AIM OF THE TASK:
Render every one of the lines below as a Markdown table with two columns, Row and Line: number each row in order and skip any blank lines.

────────────────────────────────────────

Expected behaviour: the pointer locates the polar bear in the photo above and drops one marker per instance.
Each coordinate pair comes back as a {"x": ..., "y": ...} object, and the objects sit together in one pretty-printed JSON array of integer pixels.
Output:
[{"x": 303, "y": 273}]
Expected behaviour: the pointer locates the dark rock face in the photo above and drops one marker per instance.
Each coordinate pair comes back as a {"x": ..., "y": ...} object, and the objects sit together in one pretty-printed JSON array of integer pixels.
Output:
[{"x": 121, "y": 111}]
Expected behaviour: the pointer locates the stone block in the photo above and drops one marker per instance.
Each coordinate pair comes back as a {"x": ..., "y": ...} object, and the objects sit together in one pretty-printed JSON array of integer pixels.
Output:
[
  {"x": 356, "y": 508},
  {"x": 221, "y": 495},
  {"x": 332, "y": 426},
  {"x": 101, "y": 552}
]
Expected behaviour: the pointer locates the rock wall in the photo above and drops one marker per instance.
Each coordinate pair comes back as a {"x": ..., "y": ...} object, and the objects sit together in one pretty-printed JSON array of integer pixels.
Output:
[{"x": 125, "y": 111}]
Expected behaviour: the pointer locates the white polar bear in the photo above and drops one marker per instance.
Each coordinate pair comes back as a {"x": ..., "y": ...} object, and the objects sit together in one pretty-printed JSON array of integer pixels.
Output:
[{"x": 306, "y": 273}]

────────────────────────────────────────

EXERCISE RESPONSE:
| Row | Line |
|---|---|
| 1 | Expected behaviour: the pointer locates the polar bear in the photo above and drops one marker per instance. |
| 2 | Each coordinate pair comes back as a {"x": ..., "y": ...} object, and the objects sit together in one pretty-printed JSON array of integer pixels. |
| 3 | Output: |
| 4 | [{"x": 303, "y": 273}] |
| 5 | Expected behaviour: the pointer locates the dark rock face in the photo above and drops one marker per instance. |
| 6 | Each coordinate pair comes back as a {"x": ..., "y": ...} object, and the objects sit together in one pretty-printed JSON array of integer pixels. |
| 7 | Output: |
| 8 | [{"x": 121, "y": 111}] |
| 9 | Expected behaviour: the pointer locates the stone block in the photo above and drops one marker per instance. |
| 10 | Each coordinate pair comes back as a {"x": ..., "y": ...} object, and the objects sit together in one pretty-printed JSON array of integer pixels. |
| 11 | Output: |
| 12 | [ |
| 13 |   {"x": 356, "y": 508}, |
| 14 |   {"x": 221, "y": 495}, |
| 15 |   {"x": 332, "y": 426}, |
| 16 |   {"x": 101, "y": 552} |
| 17 | ] |
| 18 | Expected behaviour: the pointer locates the rock wall in the photo above and drops one marker per instance. |
| 19 | Each coordinate pair comes back as a {"x": ..., "y": ...} object, and the objects sit together in one pretty-printed JSON array of integer pixels. |
| 20 | Output: |
| 21 | [{"x": 125, "y": 111}] |
| 22 | Expected behaviour: the pointer locates the white polar bear in the photo above and drops one marker per instance. |
| 23 | Each coordinate pair comes back as a {"x": ..., "y": ...} object, and the objects sit together in one pretty-printed JSON array of integer pixels. |
| 24 | Output: |
| 25 | [{"x": 306, "y": 273}] |